▶ EXERCISE DETAILS: Output all of the entries exactly as written.

BEGIN EXTRACTED MATERIAL

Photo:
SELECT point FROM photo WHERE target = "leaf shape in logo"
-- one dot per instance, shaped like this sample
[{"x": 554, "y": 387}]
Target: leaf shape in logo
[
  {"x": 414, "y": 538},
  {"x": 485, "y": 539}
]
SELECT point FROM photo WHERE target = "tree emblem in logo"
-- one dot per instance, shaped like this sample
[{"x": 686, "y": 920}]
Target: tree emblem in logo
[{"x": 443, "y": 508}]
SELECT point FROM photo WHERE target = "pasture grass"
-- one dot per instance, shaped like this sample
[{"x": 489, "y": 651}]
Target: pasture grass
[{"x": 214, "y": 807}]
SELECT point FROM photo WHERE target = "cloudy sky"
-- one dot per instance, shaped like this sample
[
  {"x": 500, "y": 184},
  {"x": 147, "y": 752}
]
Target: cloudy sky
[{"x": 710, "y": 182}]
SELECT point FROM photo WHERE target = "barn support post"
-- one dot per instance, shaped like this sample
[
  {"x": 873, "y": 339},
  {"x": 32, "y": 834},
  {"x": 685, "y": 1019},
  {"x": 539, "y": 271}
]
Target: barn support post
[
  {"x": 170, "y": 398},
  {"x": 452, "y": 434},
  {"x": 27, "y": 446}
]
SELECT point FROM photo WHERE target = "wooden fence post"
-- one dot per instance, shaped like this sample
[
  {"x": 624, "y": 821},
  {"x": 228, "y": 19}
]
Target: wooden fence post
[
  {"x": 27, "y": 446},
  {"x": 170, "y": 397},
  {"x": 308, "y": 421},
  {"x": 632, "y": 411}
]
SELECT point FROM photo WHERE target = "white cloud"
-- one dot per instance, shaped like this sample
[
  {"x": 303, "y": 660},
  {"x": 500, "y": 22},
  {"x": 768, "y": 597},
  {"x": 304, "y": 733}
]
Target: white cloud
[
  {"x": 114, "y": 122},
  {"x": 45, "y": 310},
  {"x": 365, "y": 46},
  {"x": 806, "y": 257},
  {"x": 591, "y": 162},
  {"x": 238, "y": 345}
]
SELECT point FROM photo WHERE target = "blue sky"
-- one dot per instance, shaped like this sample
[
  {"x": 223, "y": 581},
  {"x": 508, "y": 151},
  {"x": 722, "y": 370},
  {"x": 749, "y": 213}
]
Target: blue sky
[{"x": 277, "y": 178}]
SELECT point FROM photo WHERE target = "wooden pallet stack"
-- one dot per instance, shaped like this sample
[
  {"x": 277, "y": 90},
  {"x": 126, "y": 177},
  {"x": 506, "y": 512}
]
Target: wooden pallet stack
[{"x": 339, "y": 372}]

END EXTRACTED MATERIAL

▶ COMPLETED EXERCISE:
Photo:
SELECT point FROM photo WHERE target = "leaf shape in logo"
-- one dot per instance, shaped like this sample
[{"x": 554, "y": 387}]
Target: leaf shape in logo
[
  {"x": 414, "y": 538},
  {"x": 485, "y": 539}
]
SELECT point FROM photo WHERE target = "tree emblem in logo"
-- one dot per instance, shaped like this sample
[{"x": 686, "y": 920}]
Target: tree emblem in logo
[{"x": 443, "y": 508}]
SELECT point FROM photo WHERE target = "pasture grass"
-- one dot per instance, shaped like this sample
[{"x": 489, "y": 651}]
Target: pasture grass
[{"x": 214, "y": 807}]
SELECT point FROM photo WHERE target = "cloudy sky"
-- one dot per instance, shaped like this sample
[
  {"x": 500, "y": 184},
  {"x": 147, "y": 752}
]
Target: cloudy sky
[{"x": 710, "y": 182}]
SELECT point FROM photo WHERE target = "barn support post"
-- one dot per instance, shaped like this sample
[
  {"x": 873, "y": 339},
  {"x": 32, "y": 834},
  {"x": 685, "y": 1019},
  {"x": 539, "y": 271}
]
Target: barn support post
[
  {"x": 170, "y": 398},
  {"x": 452, "y": 434},
  {"x": 27, "y": 446}
]
SELECT point FROM photo WHERE target = "wooden fence post"
-- one dot per instance, shaped like this sample
[
  {"x": 624, "y": 821},
  {"x": 228, "y": 19}
]
Target: wooden fence post
[
  {"x": 27, "y": 446},
  {"x": 170, "y": 397},
  {"x": 308, "y": 421},
  {"x": 632, "y": 411}
]
SELECT point FROM photo WHERE target = "white cloud"
-- one dot per instance, shaped like this sample
[
  {"x": 303, "y": 660},
  {"x": 500, "y": 22},
  {"x": 768, "y": 597},
  {"x": 304, "y": 733}
]
Target: white cloud
[
  {"x": 114, "y": 122},
  {"x": 45, "y": 310},
  {"x": 365, "y": 46},
  {"x": 806, "y": 257},
  {"x": 591, "y": 162},
  {"x": 238, "y": 345}
]
SELECT point FROM photo WHERE target = "blue sky"
-- one dot per instance, shaped like this sample
[
  {"x": 223, "y": 581},
  {"x": 508, "y": 151},
  {"x": 722, "y": 370},
  {"x": 749, "y": 213}
]
Target: blue sky
[{"x": 277, "y": 178}]
SELECT point FROM photo WHERE target = "wooden pallet stack"
-- one dot per instance, shaped like this sample
[
  {"x": 277, "y": 90},
  {"x": 126, "y": 177},
  {"x": 506, "y": 512}
]
Target: wooden pallet stack
[{"x": 339, "y": 372}]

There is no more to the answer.